The records

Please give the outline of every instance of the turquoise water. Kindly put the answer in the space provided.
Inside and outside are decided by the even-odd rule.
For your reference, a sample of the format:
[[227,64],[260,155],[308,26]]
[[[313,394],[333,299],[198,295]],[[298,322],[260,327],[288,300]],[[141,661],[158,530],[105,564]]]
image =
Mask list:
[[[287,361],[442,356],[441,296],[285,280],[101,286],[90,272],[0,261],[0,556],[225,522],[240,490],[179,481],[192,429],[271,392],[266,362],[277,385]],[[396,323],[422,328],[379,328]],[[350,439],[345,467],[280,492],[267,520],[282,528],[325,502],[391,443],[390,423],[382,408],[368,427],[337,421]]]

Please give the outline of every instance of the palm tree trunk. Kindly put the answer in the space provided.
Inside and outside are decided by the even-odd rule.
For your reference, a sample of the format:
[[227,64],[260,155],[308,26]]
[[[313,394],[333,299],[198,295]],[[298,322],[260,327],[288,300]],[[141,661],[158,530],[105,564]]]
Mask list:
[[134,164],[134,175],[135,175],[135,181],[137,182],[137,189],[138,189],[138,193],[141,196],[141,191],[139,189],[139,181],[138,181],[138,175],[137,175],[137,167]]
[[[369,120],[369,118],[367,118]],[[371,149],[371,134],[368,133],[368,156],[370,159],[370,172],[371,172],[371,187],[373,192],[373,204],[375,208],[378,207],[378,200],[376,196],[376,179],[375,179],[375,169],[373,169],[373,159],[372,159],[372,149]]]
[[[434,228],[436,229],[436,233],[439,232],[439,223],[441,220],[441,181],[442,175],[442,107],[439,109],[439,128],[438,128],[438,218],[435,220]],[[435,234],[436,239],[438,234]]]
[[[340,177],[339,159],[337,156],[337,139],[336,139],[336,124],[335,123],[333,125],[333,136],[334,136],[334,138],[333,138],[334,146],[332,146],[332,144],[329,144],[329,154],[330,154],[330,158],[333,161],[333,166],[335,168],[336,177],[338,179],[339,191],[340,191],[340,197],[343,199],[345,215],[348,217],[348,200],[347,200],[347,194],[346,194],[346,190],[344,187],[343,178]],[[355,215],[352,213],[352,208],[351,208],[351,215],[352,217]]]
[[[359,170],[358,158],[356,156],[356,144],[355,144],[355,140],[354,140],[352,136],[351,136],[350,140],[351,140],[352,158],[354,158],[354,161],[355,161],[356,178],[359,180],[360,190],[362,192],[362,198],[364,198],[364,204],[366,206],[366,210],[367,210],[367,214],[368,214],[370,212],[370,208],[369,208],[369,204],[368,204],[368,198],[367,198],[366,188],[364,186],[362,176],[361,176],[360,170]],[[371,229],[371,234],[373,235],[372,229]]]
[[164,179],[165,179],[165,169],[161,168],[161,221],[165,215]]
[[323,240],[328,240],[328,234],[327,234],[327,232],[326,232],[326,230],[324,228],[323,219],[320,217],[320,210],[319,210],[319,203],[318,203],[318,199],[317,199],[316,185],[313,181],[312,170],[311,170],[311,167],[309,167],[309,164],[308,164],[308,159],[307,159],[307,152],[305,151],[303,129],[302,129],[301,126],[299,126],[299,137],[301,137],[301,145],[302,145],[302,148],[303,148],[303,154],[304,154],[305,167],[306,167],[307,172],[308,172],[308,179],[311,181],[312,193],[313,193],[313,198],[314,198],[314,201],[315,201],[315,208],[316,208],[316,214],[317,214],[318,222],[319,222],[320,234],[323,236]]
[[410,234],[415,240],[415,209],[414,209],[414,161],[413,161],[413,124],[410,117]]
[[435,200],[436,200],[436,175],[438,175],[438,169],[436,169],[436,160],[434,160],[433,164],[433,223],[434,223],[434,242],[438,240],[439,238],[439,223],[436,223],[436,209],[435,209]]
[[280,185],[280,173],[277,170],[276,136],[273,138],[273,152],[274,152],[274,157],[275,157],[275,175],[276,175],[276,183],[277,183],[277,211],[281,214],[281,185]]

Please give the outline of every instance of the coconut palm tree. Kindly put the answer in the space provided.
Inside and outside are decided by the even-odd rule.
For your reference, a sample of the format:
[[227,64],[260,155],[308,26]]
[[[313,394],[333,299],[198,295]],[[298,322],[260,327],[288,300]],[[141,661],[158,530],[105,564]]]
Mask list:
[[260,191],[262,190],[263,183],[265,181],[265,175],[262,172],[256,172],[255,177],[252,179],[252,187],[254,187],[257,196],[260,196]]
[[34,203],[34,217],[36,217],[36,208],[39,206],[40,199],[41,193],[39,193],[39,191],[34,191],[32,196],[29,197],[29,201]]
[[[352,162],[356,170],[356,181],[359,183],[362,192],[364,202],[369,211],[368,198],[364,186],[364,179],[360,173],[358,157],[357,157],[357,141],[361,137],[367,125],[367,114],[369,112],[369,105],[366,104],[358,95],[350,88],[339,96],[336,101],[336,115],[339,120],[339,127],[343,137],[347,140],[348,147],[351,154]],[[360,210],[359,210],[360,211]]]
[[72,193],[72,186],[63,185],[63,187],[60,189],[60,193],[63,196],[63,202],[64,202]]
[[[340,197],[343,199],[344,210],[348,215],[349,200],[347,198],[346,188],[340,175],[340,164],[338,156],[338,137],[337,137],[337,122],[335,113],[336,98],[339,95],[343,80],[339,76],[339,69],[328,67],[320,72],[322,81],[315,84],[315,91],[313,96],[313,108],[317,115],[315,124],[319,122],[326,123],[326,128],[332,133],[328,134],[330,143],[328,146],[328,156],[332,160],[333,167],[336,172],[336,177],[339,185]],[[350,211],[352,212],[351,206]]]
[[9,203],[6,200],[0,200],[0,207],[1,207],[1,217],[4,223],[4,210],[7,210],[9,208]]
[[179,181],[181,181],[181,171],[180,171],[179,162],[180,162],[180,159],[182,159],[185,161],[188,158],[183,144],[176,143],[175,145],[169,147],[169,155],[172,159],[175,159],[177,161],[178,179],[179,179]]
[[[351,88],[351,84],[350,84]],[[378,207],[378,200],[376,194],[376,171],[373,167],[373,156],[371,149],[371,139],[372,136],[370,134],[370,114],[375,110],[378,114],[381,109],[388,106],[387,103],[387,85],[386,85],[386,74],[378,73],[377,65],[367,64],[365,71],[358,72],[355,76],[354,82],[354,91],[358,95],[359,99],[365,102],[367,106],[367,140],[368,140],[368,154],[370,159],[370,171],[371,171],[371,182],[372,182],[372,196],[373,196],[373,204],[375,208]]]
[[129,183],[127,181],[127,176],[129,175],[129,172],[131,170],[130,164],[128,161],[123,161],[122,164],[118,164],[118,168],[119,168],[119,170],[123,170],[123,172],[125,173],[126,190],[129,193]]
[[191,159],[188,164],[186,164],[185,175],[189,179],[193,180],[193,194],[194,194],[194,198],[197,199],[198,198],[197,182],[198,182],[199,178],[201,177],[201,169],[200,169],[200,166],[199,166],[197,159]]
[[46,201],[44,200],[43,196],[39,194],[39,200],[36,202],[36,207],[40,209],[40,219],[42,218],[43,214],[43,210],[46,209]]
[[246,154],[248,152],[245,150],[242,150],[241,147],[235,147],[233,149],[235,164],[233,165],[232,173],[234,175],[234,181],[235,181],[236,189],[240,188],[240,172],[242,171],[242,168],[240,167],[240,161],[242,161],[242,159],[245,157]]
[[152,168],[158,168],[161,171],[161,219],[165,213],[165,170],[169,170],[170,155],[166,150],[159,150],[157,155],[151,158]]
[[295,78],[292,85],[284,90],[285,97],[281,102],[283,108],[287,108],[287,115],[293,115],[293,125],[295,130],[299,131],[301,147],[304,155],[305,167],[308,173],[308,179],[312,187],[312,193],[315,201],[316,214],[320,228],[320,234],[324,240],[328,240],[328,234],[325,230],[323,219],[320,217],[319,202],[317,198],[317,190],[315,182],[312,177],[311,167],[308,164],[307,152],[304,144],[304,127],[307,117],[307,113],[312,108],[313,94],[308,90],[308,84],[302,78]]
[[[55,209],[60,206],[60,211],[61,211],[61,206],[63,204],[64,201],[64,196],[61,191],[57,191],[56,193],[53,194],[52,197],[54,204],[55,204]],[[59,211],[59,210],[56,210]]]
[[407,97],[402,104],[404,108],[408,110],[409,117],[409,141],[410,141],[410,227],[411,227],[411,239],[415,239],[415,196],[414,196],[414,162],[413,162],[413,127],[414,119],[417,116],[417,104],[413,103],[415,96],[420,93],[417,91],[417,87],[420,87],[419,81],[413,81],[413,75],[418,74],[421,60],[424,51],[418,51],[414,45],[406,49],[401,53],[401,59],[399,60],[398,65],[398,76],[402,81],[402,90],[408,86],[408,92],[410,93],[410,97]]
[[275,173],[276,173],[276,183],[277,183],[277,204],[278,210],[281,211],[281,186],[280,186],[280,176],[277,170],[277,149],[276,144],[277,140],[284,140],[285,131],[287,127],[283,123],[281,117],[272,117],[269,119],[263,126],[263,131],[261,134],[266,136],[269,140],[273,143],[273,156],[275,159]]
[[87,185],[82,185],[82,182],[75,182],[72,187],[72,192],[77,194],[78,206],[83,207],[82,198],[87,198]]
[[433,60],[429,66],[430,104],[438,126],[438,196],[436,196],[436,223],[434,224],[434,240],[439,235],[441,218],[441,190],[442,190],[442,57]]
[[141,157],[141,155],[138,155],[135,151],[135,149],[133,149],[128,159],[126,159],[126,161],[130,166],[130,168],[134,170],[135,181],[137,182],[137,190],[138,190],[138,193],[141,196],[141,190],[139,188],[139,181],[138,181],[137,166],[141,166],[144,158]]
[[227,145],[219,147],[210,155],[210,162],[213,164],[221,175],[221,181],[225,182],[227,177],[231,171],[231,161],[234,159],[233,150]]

Written exercise
How many lines in the rows above contain the string "outline", with case counting? Reply with the number alone.

Exercise output
3